== What to work on ==
List all lines in the material below that contain "shirt".

== Given entries ==
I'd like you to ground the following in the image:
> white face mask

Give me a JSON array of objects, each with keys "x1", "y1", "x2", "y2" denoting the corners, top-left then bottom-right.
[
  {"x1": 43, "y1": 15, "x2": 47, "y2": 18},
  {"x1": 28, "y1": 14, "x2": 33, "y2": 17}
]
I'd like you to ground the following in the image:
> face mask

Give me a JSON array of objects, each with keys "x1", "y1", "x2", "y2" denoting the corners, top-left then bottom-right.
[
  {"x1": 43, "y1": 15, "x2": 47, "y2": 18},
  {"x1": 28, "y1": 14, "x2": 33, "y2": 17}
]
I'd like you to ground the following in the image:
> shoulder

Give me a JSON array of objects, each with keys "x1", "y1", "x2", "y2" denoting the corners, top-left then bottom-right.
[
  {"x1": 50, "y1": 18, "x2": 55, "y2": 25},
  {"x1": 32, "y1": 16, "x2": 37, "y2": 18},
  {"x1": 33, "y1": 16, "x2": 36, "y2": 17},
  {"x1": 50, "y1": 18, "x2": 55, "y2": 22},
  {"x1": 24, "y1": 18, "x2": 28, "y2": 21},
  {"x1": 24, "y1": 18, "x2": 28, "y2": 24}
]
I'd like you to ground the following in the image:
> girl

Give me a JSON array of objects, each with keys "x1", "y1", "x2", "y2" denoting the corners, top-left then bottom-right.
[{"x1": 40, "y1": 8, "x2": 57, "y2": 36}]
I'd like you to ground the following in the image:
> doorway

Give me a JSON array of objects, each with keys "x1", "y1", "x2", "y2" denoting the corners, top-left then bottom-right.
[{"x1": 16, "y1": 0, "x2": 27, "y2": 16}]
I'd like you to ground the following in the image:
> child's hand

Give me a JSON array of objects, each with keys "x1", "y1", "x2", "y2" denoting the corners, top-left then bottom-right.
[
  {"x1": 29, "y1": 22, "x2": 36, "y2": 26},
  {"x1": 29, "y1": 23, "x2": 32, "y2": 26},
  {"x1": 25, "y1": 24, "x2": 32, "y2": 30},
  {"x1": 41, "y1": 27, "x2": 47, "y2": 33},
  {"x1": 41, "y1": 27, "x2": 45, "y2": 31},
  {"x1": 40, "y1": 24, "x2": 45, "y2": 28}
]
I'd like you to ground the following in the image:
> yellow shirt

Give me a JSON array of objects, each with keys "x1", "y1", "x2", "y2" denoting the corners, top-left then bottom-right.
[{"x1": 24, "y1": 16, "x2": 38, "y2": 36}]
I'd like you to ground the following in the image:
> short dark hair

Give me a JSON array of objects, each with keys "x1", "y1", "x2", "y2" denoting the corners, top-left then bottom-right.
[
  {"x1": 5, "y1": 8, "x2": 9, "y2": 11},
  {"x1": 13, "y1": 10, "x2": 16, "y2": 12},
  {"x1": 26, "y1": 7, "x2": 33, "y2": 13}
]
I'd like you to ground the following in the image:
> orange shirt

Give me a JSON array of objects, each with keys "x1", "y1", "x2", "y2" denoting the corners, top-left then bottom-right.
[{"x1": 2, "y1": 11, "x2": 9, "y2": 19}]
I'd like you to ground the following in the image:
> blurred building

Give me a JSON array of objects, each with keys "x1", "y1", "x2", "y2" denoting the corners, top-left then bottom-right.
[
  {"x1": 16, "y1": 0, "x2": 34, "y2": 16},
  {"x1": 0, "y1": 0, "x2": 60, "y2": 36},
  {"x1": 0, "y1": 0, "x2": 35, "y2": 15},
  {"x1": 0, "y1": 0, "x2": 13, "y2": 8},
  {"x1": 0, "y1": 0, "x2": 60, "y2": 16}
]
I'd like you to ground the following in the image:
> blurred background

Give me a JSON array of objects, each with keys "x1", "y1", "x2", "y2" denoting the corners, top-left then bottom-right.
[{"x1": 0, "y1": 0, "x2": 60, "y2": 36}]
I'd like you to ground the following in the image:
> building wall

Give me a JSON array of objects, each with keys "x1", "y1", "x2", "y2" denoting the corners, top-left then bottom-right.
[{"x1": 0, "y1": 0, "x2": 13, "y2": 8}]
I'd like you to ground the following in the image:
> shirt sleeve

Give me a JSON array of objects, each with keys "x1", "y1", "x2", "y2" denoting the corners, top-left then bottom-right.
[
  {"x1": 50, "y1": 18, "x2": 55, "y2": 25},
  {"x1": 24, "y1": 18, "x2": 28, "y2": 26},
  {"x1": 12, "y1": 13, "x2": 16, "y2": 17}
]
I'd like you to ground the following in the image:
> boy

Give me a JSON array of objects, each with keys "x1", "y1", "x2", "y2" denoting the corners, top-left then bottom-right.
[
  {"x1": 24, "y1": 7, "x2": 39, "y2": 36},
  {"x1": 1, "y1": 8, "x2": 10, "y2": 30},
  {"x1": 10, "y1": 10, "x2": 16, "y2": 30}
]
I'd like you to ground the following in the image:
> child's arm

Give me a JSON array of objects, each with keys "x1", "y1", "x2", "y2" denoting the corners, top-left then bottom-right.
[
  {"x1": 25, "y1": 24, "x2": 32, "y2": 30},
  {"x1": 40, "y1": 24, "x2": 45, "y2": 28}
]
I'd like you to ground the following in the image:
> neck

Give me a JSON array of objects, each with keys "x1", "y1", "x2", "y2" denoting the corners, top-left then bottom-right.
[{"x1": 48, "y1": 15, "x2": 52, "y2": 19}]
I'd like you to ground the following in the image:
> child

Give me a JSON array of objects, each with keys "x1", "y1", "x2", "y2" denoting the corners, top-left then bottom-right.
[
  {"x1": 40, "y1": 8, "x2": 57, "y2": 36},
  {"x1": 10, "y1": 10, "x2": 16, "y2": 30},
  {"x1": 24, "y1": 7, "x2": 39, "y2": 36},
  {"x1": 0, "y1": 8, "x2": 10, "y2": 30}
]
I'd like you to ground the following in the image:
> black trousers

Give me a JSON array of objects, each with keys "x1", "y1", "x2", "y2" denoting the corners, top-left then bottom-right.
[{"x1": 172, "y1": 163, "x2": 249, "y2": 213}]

== Task answer ==
> yellow shirt
> orange shirt
> shirt sleeve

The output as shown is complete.